*GOAL:* Find every line in the listing below that contains the string "ymax", and copy each of those lines in full.

*PROVIDED ENTRIES:*
________________
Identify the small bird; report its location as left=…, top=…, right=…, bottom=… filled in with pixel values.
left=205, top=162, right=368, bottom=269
________________
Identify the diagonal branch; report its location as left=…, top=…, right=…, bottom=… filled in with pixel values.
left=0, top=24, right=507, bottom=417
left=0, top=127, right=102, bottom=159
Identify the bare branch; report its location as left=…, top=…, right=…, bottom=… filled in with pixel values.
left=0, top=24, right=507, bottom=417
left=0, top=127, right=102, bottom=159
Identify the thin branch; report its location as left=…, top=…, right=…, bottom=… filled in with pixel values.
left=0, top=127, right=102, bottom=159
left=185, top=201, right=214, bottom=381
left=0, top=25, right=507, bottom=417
________________
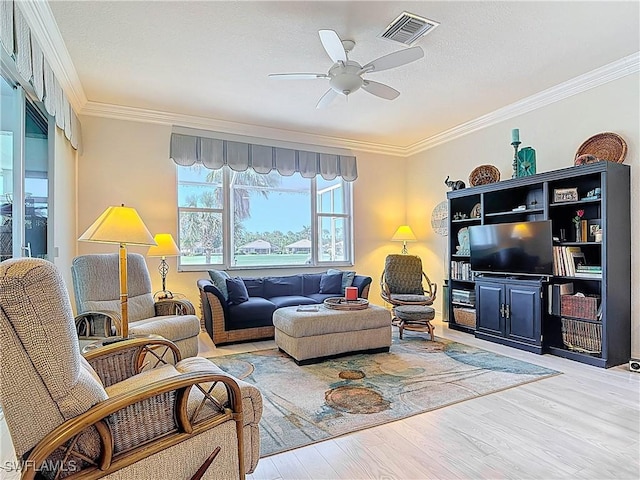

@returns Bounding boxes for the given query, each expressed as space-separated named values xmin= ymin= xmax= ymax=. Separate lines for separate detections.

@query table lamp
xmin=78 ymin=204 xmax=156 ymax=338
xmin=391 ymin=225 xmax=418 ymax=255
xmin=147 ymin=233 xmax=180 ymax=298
________________
*RESPONSE TO THE TASK:*
@returns Bounding boxes for the given query, each expressed as space-separated named values xmin= ymin= xmax= ymax=. Separate lines for separate detections.
xmin=78 ymin=204 xmax=156 ymax=338
xmin=391 ymin=225 xmax=418 ymax=255
xmin=147 ymin=233 xmax=180 ymax=298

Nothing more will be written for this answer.